- **Passage**:

= Lluc Crusellas =

Catalan pastry chef and chocolatier

Lluc Crusellas (b. Santa Eulàlia de Riuprimer, age ) is a Catalan pastry chef who in 2022 received the title of best chocolatier in the world at the World Chocolate Masters (WCM) international competition held in Paris.

Lluc started in the pastry world at a young age. At the age of seventeen, he helped chef Nandu Jubany prepare the desserts at his Michelin-award restaurant, and then trained at the prestigious Hofmann School of Pastry and Espai Sucre in Barcelona. After working at the Josep Maria Rodríguez patisserie (winner of La Coupe du Monde de la Pâtisserie award) in Barcelona, where he learned production methods, organization and team work, in 2018 he joined Carme Pastisseria in Vic as pastry chef and the Pavic group, which manages several patisserie shops and bread ovens throughout Osona. The highlight of his career was in 2021, when he became the best chocolate maker in Spain by winning the World Chocolate Masters Spain and, one year later, in 2022, he made his dream come true: winning the final of the World Chocolate Masters 2022. A dream that has continued with the creation of his chocolate brand: EUKARYA, Lluc Crusellas’ chocolate, through which he brings us a tasting of artisanal chocolate products such as chocolates, nougats, chocolate bars, cocoa cream, hot chocolate, or cocoa powder. He has worked with professionals from other disciplines, such as the Barcelona design company Makeat, with whom he has designed 3D creations. The work that allowed him into the WMC final was a chocolate sculpture inspired by the spiral shape of DNA and floral motifs. Similarly, he won the WMC 2022 final with a reproduction of a standing chocolate elephant showing the two possible faces of the future.

- **Material shown**:
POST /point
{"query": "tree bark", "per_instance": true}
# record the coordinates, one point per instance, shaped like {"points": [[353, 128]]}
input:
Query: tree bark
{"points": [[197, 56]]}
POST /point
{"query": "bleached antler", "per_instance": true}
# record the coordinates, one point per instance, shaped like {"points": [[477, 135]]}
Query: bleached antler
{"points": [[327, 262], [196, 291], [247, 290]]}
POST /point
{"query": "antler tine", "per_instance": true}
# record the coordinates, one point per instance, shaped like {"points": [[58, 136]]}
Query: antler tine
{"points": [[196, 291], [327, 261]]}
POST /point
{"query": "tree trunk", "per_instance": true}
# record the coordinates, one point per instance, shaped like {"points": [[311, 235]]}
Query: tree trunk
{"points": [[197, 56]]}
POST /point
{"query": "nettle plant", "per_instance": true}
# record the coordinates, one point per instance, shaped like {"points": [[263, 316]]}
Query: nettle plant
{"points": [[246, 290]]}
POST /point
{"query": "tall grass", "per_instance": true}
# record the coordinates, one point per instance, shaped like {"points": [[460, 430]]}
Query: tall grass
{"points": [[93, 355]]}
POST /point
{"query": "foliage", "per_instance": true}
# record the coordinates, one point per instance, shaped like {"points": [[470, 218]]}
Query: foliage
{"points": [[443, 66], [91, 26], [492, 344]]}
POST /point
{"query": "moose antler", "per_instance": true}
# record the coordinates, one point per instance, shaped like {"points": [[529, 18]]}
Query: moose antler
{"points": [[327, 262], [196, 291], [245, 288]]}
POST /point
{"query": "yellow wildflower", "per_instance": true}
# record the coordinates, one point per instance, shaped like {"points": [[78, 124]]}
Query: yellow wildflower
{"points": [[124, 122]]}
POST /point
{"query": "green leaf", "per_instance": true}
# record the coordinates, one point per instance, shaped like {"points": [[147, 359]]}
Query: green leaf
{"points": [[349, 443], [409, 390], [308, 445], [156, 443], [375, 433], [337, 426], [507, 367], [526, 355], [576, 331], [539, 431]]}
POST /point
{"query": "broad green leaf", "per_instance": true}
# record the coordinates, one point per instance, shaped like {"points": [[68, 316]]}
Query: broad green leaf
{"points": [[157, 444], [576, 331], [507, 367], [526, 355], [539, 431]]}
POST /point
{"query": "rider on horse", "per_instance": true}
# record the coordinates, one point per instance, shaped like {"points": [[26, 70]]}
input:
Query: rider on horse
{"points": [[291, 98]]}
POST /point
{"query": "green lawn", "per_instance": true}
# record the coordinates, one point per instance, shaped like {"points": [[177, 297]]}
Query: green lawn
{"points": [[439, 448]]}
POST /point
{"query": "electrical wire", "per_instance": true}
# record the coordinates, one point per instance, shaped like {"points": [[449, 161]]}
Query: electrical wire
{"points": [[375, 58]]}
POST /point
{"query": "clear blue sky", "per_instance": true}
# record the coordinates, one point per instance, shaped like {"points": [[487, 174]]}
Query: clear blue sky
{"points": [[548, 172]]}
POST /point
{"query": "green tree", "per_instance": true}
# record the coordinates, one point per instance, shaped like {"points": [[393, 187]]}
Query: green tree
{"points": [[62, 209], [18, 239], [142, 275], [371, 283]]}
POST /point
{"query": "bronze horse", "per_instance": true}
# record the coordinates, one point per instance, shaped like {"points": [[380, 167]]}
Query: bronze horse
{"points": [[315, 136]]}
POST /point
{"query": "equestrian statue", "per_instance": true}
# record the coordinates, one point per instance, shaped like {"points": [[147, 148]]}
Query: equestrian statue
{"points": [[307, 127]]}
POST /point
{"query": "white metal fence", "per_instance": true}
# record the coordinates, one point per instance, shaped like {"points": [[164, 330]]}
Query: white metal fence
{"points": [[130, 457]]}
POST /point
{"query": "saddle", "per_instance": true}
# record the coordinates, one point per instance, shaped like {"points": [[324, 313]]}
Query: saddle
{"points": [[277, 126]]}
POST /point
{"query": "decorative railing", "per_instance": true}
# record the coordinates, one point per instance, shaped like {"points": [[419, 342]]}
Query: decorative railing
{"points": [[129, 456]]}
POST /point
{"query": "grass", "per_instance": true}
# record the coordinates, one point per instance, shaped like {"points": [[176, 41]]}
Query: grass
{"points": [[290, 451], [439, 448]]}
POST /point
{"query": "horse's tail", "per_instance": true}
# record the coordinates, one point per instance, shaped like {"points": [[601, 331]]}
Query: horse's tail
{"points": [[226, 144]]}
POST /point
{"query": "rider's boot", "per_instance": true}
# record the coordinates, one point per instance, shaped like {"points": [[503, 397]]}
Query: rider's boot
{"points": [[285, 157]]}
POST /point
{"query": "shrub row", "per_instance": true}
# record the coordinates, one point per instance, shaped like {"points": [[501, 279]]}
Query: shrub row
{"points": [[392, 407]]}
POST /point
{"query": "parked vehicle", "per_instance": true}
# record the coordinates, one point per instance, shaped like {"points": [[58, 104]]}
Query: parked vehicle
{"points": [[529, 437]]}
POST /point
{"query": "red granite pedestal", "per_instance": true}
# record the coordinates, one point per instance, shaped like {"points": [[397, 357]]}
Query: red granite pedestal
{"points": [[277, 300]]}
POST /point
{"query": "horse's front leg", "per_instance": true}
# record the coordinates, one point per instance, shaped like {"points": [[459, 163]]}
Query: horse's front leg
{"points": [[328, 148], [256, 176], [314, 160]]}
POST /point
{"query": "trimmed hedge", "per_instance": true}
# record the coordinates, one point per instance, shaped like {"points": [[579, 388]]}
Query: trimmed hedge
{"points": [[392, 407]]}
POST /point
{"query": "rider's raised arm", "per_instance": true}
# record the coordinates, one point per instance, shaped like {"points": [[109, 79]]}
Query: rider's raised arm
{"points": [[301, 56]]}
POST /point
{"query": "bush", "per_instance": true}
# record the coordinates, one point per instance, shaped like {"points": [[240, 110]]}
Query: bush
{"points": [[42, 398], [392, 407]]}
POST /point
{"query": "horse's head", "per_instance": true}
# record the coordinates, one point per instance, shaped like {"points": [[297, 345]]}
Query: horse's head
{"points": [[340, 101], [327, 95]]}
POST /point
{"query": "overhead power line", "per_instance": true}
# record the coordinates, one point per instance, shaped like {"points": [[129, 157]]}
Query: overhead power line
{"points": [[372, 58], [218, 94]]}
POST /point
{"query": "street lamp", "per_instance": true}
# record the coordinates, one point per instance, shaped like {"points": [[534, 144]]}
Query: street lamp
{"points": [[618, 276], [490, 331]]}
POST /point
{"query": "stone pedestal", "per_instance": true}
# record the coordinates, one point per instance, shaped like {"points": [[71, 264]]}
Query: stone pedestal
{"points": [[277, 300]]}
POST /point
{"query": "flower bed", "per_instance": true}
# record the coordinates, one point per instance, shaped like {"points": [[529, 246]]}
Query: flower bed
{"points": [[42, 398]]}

- **To do**:
In the passage about Lluc Crusellas, what is the name of the chocolate brand he created? The records have nothing to do with the passage about Lluc Crusellas.

- **Worked solution**:
EUKARYA